*** Block opens ***
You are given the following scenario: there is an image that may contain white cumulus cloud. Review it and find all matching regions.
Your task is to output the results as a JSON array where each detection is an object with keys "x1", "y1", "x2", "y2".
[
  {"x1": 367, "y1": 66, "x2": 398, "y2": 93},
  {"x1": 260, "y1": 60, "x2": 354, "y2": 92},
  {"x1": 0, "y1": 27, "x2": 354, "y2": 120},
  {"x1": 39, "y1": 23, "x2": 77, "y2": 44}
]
*** Block closes ***
An exact copy of every entry is what is needed here.

* _Result below_:
You are given the following scenario: there is an image that may contain white cumulus cloud. Review it and find all matching regions.
Your task is to output the results as a JSON array where each detection is an object with keys "x1", "y1", "x2", "y2".
[
  {"x1": 367, "y1": 66, "x2": 398, "y2": 93},
  {"x1": 260, "y1": 60, "x2": 354, "y2": 92},
  {"x1": 0, "y1": 27, "x2": 354, "y2": 120},
  {"x1": 39, "y1": 23, "x2": 77, "y2": 44}
]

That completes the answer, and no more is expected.